Records supplied:
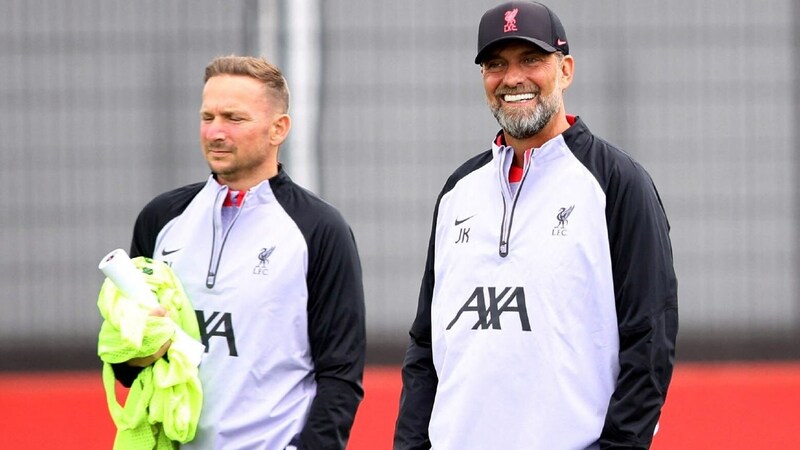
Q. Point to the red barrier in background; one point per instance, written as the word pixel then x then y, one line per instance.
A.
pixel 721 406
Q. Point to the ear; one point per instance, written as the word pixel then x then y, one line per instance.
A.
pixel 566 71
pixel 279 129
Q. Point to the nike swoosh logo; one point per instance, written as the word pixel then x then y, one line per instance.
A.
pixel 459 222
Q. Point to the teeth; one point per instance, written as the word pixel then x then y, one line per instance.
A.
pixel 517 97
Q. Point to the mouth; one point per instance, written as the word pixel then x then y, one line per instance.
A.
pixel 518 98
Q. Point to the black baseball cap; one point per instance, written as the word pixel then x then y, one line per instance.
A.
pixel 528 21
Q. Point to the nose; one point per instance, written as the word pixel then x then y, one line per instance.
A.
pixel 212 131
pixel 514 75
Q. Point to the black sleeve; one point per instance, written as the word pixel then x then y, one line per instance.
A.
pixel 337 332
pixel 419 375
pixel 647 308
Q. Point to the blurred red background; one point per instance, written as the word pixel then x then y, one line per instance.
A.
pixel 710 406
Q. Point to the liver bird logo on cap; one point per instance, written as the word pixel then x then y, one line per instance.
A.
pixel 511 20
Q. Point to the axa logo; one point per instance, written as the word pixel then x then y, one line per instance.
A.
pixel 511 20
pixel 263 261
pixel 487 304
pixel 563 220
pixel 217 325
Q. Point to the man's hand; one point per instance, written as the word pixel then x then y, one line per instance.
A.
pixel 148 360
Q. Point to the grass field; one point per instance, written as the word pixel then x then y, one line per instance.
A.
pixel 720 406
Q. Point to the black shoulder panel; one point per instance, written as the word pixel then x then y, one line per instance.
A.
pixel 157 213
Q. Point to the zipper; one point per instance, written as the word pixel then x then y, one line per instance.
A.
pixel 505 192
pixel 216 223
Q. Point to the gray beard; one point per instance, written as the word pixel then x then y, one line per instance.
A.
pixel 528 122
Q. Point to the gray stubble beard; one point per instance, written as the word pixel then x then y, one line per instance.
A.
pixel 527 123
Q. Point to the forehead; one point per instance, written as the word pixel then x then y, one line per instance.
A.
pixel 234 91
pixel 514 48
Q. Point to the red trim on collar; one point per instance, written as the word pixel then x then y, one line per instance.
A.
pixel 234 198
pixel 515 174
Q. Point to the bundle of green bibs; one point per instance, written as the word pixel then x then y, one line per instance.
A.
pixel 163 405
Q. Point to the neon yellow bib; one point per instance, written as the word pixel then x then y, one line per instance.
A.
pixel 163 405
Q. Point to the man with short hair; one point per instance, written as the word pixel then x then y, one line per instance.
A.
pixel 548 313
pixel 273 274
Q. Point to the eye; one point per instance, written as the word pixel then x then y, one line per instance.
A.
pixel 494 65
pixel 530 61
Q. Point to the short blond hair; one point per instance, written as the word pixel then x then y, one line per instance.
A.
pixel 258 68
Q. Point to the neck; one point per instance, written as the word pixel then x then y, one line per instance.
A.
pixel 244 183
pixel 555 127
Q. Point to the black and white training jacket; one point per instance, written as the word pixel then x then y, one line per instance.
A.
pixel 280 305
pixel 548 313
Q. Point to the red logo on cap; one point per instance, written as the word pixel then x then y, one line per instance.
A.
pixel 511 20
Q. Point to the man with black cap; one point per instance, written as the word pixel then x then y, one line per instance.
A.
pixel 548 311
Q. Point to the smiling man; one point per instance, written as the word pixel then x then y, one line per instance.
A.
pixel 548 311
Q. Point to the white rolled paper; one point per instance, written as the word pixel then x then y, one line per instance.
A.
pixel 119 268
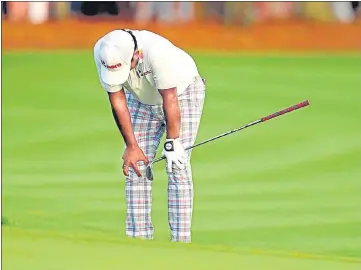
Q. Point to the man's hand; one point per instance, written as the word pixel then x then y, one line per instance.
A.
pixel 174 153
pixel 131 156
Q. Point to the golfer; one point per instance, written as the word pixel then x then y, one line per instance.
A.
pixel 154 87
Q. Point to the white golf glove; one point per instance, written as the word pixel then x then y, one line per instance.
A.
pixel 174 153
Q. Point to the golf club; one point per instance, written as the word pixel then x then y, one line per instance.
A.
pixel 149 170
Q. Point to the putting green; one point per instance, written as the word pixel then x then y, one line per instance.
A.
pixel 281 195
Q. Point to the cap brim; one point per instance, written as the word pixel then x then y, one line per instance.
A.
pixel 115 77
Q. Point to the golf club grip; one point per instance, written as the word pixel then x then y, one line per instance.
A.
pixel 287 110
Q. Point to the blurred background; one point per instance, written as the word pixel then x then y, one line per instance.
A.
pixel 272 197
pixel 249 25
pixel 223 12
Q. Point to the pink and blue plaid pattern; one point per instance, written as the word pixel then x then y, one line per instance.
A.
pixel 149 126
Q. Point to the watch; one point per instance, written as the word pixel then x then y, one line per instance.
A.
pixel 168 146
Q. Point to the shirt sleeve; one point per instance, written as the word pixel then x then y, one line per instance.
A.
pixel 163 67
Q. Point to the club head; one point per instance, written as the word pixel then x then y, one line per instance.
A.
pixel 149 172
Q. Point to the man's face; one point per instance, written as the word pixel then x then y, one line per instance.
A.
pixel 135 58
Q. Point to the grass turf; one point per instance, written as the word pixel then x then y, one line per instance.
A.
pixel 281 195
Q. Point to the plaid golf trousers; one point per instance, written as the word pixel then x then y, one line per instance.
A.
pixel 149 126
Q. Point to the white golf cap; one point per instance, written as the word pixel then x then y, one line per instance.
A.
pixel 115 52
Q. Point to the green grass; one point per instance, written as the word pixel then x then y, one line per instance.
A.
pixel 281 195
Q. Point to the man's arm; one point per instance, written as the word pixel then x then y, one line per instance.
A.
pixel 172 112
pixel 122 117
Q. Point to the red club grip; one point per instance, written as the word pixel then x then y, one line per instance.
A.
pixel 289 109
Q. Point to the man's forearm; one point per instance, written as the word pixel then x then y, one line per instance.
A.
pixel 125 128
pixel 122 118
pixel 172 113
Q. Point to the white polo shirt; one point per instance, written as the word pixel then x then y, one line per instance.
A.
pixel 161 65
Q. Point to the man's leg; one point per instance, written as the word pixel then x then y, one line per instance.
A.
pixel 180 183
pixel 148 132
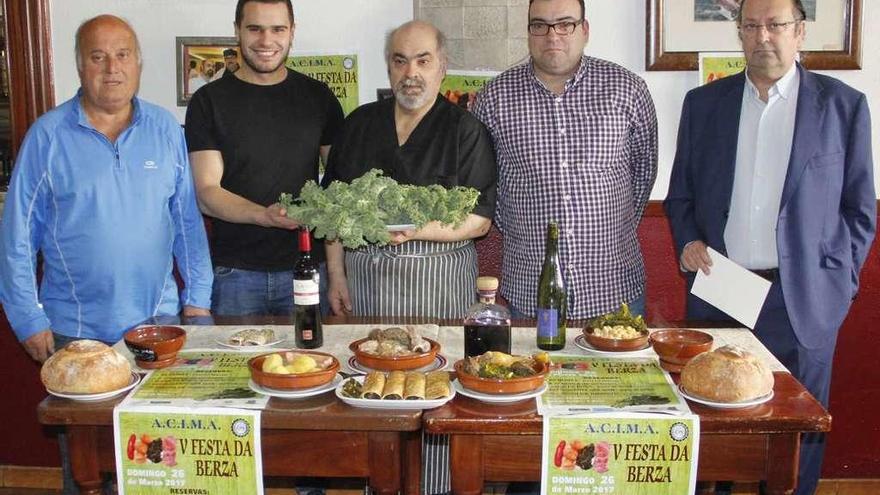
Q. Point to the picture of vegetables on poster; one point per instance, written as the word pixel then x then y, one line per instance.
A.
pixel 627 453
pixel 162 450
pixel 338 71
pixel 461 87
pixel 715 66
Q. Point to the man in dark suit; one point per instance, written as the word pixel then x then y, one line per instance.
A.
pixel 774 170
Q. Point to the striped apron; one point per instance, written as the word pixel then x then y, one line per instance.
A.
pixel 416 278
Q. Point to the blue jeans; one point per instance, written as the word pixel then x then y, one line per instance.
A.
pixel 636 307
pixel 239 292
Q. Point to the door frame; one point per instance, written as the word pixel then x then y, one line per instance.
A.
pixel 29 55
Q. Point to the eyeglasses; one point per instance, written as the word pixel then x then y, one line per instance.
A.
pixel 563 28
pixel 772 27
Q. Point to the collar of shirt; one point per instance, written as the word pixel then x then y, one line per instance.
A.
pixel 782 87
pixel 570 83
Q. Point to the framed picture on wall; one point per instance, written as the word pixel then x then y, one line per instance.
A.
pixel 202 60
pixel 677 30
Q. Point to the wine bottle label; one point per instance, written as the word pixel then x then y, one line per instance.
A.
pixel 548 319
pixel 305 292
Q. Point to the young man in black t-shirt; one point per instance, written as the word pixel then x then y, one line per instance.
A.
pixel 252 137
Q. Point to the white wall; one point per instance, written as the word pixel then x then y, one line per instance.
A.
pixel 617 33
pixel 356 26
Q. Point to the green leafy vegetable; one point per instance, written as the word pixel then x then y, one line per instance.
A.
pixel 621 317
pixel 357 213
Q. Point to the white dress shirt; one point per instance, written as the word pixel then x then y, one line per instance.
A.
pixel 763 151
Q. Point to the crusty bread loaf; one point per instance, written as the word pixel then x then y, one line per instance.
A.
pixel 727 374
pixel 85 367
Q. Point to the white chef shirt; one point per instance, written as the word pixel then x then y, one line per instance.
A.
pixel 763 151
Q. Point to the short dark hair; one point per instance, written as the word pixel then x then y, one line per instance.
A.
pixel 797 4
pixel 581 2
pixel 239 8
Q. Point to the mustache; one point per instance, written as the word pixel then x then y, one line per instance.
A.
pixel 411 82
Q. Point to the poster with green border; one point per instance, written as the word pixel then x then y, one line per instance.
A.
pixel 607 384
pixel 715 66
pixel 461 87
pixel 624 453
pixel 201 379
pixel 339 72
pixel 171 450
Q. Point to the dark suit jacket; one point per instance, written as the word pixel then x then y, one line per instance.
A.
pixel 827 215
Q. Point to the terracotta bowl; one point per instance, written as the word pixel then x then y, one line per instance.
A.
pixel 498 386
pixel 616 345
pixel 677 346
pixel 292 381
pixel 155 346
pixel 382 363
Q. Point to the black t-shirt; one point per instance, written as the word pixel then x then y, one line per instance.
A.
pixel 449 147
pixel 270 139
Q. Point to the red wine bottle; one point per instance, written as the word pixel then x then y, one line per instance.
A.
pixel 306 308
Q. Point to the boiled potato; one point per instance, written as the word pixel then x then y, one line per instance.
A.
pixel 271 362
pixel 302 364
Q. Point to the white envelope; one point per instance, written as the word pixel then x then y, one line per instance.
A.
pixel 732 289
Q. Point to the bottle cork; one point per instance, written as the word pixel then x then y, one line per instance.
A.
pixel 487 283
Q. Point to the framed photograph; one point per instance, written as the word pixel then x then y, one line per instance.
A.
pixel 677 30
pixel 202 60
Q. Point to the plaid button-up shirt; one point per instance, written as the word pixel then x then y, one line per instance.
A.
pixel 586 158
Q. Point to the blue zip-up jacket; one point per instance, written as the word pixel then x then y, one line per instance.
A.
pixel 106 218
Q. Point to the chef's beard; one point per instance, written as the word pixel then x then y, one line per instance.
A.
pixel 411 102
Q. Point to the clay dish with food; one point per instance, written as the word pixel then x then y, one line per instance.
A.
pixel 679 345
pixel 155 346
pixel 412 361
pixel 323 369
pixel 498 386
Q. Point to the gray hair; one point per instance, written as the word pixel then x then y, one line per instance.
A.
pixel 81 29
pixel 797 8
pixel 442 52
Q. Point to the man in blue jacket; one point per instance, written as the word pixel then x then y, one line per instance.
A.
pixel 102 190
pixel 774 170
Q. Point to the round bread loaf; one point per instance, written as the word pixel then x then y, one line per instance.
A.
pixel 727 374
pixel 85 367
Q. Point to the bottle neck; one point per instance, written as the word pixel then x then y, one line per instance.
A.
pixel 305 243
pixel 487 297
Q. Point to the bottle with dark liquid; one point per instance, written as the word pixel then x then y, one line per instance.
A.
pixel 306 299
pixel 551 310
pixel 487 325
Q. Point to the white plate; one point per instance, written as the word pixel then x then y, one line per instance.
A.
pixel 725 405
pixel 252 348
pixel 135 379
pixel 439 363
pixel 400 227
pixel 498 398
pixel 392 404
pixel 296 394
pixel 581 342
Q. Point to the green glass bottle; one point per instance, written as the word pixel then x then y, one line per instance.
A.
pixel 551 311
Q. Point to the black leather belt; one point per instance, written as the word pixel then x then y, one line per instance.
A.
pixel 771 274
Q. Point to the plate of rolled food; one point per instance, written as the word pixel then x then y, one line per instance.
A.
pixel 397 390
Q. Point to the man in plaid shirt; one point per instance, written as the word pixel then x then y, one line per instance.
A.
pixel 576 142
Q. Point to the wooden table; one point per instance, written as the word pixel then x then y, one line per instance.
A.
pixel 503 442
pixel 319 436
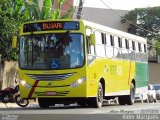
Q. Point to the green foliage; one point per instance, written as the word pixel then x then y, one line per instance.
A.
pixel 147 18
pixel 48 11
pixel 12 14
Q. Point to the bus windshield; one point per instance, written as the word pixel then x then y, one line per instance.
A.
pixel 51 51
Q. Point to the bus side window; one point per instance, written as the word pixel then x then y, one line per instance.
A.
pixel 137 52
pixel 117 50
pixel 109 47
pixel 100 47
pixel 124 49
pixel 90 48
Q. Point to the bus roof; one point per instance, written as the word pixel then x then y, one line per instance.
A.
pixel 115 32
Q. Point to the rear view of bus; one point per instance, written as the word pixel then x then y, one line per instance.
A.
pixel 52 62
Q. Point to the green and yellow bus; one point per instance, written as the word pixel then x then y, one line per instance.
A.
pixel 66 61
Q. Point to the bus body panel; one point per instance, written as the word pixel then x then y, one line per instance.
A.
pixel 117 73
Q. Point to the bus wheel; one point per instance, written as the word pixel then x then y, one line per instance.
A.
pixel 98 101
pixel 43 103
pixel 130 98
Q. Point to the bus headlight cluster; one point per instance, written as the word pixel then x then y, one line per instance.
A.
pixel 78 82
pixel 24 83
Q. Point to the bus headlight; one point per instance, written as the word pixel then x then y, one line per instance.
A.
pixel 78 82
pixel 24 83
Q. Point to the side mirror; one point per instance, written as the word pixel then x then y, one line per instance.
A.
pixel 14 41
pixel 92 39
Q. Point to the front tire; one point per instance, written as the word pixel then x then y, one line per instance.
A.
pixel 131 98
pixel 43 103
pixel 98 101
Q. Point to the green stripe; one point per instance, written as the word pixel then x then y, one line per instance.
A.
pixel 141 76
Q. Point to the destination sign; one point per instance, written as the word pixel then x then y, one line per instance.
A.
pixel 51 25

Your goal:
Take the part of the material that opens with the line containing "Q. Point to the cap" and closes with the line containing "pixel 115 52", change every "plaid" to "checked", and write out only those lines with nothing else altered.

Exercise answer:
Q. Point to the cap brim; one point per instance, written as the word pixel then x then y, one line per instance.
A.
pixel 115 77
Q. Point to the golf club grip; one point per instance, written as the word pixel then x then y, one line per instance.
A.
pixel 287 110
Q. Point to the blurred background; one point per instance, written as the word pixel then x then y, one line per instance.
A.
pixel 272 197
pixel 249 25
pixel 223 12
Q. Point to the pink and blue checked pattern; one point per instance, written as the word pixel then x then y, one line per instance.
A.
pixel 149 126
Q. Point to the watch; one point per instance, written as the word pixel then x then y, one line per instance.
A.
pixel 168 146
Q. Point to the shirt sleeve; one point per instance, written as the word pixel then x then y, one line per instance.
A.
pixel 163 67
Q. Point to the club head; one point per instance, written as the word pixel then x then y, one line per instance.
A.
pixel 149 172
Q. Point to the man's face; one point per instance, written as the word pixel then x then y, one line per instance.
A.
pixel 135 58
Q. Point to the grass turf; one point per instance, written as the word pixel then x then y, one line per instance.
A.
pixel 281 195
Q. Point to the checked golf trousers; one point per instance, written as the word pixel then x then y, one line per instance.
A.
pixel 149 126
Q. Point to the white golf cap; one point per instance, written as the word pixel then x then y, one line per instance.
A.
pixel 115 52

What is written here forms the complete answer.